- WHAT YOU WILL DO -
Reproduce verbatim the portion of the rows that begins with the line containing "task: trace the outline of the bokeh light" and ends with the line containing "[[[0,536],[45,537],[50,527],[51,511],[37,480],[0,465]]]", including both of those lines.

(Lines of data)
(begin)
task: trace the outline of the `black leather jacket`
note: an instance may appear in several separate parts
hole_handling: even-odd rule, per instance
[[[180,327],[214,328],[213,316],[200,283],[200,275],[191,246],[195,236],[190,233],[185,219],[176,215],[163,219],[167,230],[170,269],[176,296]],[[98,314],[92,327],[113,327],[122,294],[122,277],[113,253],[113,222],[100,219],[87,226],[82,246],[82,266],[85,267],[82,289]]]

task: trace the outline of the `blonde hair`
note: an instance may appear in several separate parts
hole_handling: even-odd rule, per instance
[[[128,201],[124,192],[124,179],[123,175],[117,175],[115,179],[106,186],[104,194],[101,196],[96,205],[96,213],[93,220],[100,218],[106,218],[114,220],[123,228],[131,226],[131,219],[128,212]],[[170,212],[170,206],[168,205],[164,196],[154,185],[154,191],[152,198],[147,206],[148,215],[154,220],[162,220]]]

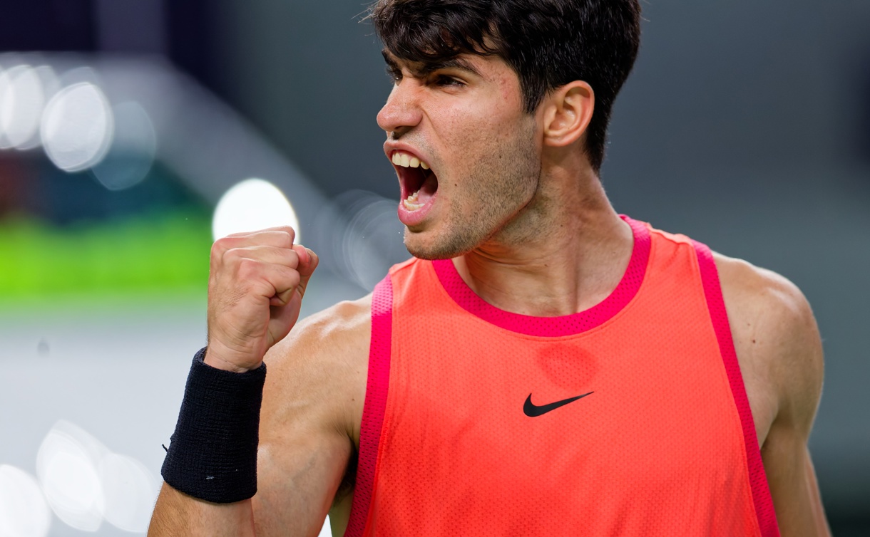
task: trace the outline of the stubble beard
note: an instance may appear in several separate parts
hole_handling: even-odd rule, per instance
[[[420,259],[452,259],[473,250],[499,234],[532,201],[540,179],[534,146],[534,126],[478,159],[472,173],[452,192],[451,210],[438,231],[424,238],[405,228],[405,245]]]

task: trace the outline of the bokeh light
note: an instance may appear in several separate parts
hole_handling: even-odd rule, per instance
[[[157,496],[154,475],[69,421],[58,421],[43,441],[37,475],[51,510],[76,529],[95,532],[104,519],[128,532],[148,529]]]
[[[281,190],[263,179],[246,179],[226,191],[215,208],[215,239],[233,233],[291,226],[300,243],[299,220]]]
[[[111,145],[114,118],[103,91],[83,82],[64,88],[45,106],[42,142],[51,162],[68,172],[96,165]]]
[[[37,454],[37,475],[57,518],[85,532],[103,523],[104,498],[97,464],[108,450],[68,421],[49,431]]]
[[[0,75],[0,149],[35,147],[45,92],[37,70],[17,65]]]
[[[0,536],[45,537],[50,527],[51,511],[37,480],[0,465]]]
[[[157,495],[157,483],[148,468],[132,457],[112,453],[103,457],[98,470],[106,520],[128,532],[147,531]]]
[[[137,103],[113,108],[115,136],[108,154],[91,172],[110,190],[123,190],[145,178],[154,163],[157,140],[154,125]]]

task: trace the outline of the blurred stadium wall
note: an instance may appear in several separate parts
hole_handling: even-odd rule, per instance
[[[605,186],[620,212],[803,289],[826,354],[823,500],[834,534],[870,534],[870,3],[643,5]],[[142,531],[204,341],[224,193],[251,177],[284,193],[325,261],[306,313],[407,255],[374,119],[390,83],[358,2],[0,8],[0,504],[30,499],[49,526],[28,534]],[[72,86],[102,130],[55,106],[49,123],[78,129],[44,143]],[[73,484],[46,469],[61,455]],[[110,464],[138,488],[106,481]],[[93,502],[58,507],[71,497]]]

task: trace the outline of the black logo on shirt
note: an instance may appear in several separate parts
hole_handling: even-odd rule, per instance
[[[554,403],[550,403],[549,405],[542,405],[540,407],[533,404],[532,402],[532,394],[529,394],[528,398],[525,400],[525,404],[523,405],[523,413],[530,418],[537,418],[538,416],[544,415],[551,410],[555,410],[559,407],[564,407],[565,405],[574,402],[578,399],[583,399],[586,395],[594,394],[595,392],[589,392],[588,394],[583,394],[582,395],[578,395],[577,397],[572,397],[571,399],[563,399],[562,401],[557,401]]]

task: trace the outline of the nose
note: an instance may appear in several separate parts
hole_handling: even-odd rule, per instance
[[[416,90],[410,79],[392,87],[386,104],[378,113],[378,125],[387,135],[398,136],[419,124],[423,111]]]

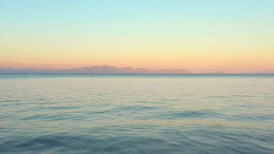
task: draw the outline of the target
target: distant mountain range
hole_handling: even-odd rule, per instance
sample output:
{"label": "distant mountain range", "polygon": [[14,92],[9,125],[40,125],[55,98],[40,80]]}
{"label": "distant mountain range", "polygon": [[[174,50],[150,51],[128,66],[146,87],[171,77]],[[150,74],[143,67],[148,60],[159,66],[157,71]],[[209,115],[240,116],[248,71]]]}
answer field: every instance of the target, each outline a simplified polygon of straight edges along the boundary
{"label": "distant mountain range", "polygon": [[0,67],[0,73],[189,73],[184,69],[149,69],[130,67],[117,68],[102,65],[61,70],[41,70],[34,68]]}

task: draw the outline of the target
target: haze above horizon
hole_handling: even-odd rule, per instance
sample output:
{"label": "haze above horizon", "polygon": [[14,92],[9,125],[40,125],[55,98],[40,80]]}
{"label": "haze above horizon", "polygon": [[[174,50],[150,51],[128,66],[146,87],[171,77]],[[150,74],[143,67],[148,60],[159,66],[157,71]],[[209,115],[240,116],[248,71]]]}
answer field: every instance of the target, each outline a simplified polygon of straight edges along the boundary
{"label": "haze above horizon", "polygon": [[0,67],[274,72],[273,1],[0,1]]}

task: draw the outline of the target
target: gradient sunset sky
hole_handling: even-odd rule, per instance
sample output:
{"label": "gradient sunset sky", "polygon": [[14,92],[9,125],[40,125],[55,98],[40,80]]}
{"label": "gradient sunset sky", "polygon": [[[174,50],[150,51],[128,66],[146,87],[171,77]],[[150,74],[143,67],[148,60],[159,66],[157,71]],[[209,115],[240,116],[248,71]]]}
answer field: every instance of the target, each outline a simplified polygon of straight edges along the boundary
{"label": "gradient sunset sky", "polygon": [[274,72],[274,1],[0,0],[0,67]]}

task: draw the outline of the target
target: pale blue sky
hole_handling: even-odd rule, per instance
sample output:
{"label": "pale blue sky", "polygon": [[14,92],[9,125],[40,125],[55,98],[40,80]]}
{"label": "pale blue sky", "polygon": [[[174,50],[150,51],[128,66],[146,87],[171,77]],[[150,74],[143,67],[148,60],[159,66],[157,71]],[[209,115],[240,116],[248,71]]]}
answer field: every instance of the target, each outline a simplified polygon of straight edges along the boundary
{"label": "pale blue sky", "polygon": [[[152,61],[153,68],[232,71],[236,64],[218,62],[225,57],[274,69],[266,68],[273,64],[274,1],[0,0],[0,66],[146,67]],[[94,56],[100,59],[89,62]],[[174,60],[161,58],[167,56]],[[256,57],[266,60],[256,63]],[[207,68],[194,64],[204,67],[209,59]],[[251,71],[247,67],[238,71]]]}

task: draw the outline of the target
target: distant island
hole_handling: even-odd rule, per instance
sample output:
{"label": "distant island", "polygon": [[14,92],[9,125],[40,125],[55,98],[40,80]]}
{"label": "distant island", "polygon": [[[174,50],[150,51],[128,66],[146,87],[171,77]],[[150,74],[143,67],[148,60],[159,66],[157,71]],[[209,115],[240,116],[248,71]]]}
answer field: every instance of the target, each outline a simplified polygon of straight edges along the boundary
{"label": "distant island", "polygon": [[108,65],[93,66],[60,70],[42,70],[35,68],[1,68],[0,73],[190,73],[184,69],[149,69],[130,67],[118,68]]}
(end)
- FULL ANSWER -
task: trace the outline of the bokeh light
note: an instance may appear in several separate parts
hole_handling: even-odd rule, per instance
[[[157,496],[154,475],[69,421],[58,421],[43,441],[37,475],[51,510],[76,529],[95,532],[104,519],[128,532],[148,529]]]
[[[281,190],[263,179],[246,179],[226,191],[215,208],[215,239],[233,233],[291,226],[300,243],[299,220]]]
[[[111,145],[114,118],[103,91],[83,82],[64,88],[45,106],[42,142],[51,162],[68,172],[96,165]]]
[[[37,454],[37,475],[57,518],[85,532],[103,523],[104,498],[97,464],[108,450],[68,421],[49,431]]]
[[[0,75],[0,149],[35,147],[45,92],[37,70],[17,65]]]
[[[0,536],[45,537],[50,527],[51,511],[37,480],[0,465]]]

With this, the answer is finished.